## PROVIDED PASSAGE
——
Today I wear my poppy.
It is partly because I visited France and Flanders. I saw High Wood where my paternal grandfather attempted to rally the remnants of two companies after all the officers had fallen, only to be wounded himself and for the advance to peter out. I visited Brown’s Copse Cemetery where my maternal grandfather lies, with countless other Scots. I visited the vast, austere German cemetery at Neuville-St Vaast, powerful also because of the graves of Jewish German soldiers, marked by the obligatory pebbles. How, I wondered, did the occupying German servicemen of World War II view these reminders of sacrifices made by men whose children were then being sacrificed quite differently? On the day on which I visited Neuville-St Vaast I also visited Cabaret Rouge Cemetery where lies Sergeant David Glen, M M.
Glen, like my grandfather, was a Brechiner who played junior football for Brechin Hearts. He then signed for Brechin City on its foundation in 1906 but also played briefly with Dundee and Millwall. Glen worked in the stone quarries, on the farms and in the bleachfield at Brechin and at road-mending. Glen might have been another anonymous casualty but for his football.
——
## REQUESTS
1. According to the remembrance text, in which cemetery does the writer's maternal grandfather lie?
2. Translate this sentence from the remembrance text into Spanish: "Glen might have been another anonymous casualty but for his football."
The data that comes next is drawn from a separate source, unrelated to the remembrance text.

## GIVEN DATA
——
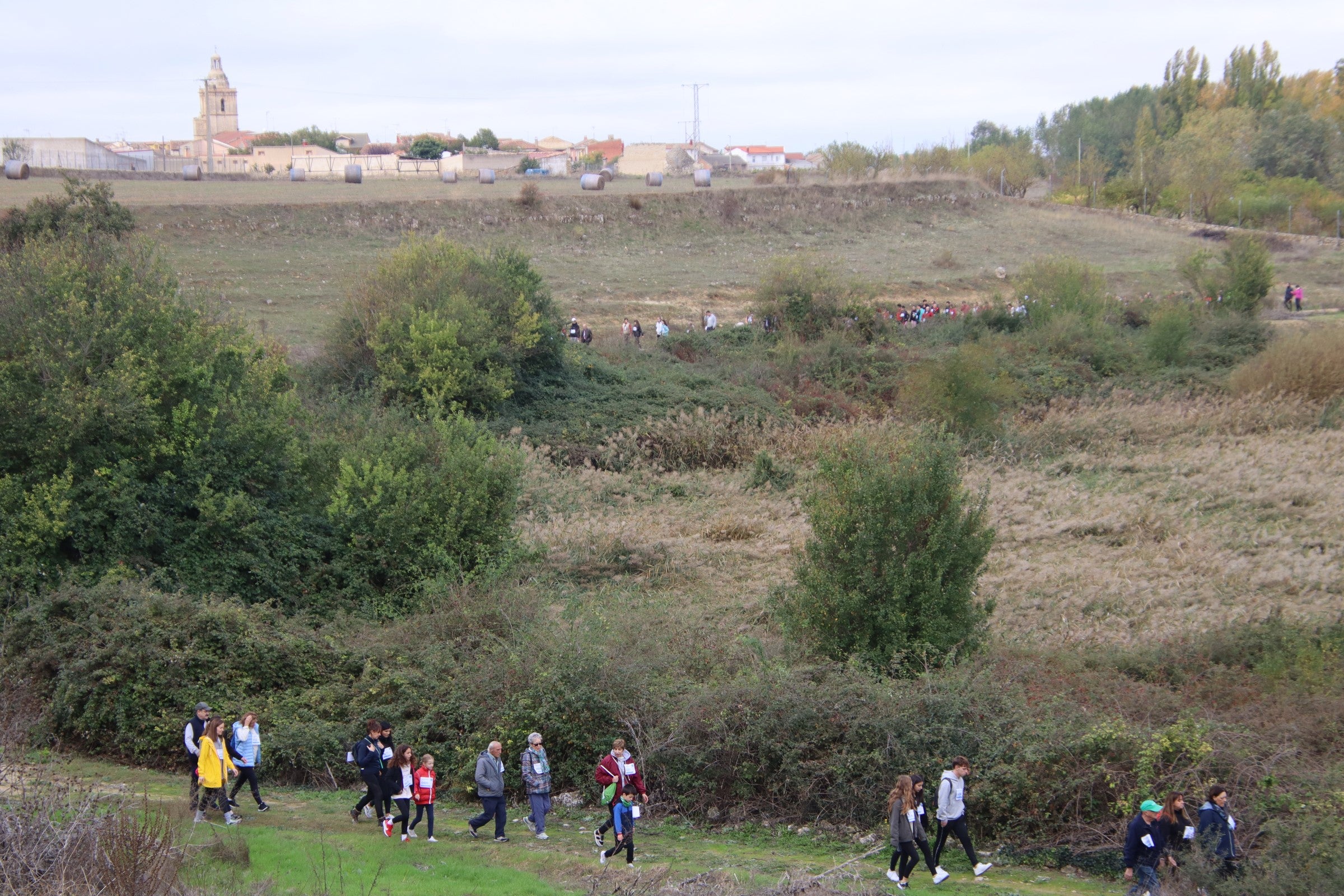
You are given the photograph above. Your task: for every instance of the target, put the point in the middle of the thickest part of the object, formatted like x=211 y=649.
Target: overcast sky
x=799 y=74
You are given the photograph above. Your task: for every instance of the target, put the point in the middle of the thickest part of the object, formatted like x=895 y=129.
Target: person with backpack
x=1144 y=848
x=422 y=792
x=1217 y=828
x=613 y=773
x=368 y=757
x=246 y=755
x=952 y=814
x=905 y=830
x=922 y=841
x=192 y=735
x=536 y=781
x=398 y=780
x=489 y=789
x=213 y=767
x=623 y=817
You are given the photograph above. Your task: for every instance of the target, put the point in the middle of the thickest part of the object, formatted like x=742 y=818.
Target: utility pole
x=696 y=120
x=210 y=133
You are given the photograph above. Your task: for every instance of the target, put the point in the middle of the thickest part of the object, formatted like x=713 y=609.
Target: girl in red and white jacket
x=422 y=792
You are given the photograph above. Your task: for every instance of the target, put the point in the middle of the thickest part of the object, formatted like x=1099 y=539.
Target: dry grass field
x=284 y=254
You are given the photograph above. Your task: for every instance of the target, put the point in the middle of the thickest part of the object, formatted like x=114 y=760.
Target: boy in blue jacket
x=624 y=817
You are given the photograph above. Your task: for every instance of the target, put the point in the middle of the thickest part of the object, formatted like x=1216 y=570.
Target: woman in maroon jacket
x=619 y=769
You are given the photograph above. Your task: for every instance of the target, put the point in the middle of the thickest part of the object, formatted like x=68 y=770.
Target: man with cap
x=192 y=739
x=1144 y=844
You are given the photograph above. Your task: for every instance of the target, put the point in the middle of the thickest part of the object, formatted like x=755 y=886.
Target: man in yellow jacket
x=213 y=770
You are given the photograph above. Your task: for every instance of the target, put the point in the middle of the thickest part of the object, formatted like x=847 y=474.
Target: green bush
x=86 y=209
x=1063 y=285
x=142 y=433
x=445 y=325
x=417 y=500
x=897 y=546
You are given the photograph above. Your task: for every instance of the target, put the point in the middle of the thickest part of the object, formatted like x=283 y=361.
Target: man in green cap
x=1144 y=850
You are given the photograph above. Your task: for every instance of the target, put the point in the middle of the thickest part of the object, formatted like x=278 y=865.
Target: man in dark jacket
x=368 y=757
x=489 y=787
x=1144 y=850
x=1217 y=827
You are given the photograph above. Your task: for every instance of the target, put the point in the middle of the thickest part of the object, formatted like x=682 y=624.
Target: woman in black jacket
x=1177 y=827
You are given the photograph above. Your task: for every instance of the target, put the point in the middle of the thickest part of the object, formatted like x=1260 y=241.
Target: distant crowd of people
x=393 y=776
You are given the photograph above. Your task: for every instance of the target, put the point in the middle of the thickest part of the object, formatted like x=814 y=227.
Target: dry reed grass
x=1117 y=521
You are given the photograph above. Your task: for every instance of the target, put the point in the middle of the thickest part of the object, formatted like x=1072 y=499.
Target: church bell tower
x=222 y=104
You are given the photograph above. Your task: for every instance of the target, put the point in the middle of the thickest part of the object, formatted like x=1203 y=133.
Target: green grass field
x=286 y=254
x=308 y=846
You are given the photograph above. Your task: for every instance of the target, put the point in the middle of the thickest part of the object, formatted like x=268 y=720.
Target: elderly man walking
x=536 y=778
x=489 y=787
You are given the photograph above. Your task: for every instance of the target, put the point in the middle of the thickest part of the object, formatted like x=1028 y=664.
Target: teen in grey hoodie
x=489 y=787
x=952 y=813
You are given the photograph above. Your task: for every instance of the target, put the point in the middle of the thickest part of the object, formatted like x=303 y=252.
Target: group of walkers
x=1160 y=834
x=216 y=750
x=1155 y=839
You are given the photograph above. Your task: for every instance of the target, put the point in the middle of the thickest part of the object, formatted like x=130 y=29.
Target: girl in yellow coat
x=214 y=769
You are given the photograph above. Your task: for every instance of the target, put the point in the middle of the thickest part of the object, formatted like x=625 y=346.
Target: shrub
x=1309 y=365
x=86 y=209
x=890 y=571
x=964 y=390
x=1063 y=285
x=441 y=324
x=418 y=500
——
## RESPONSES
1. Brown's Copse Cemetery.

2. Glen podría haber sido otra víctima anónima de no ser por su fútbol.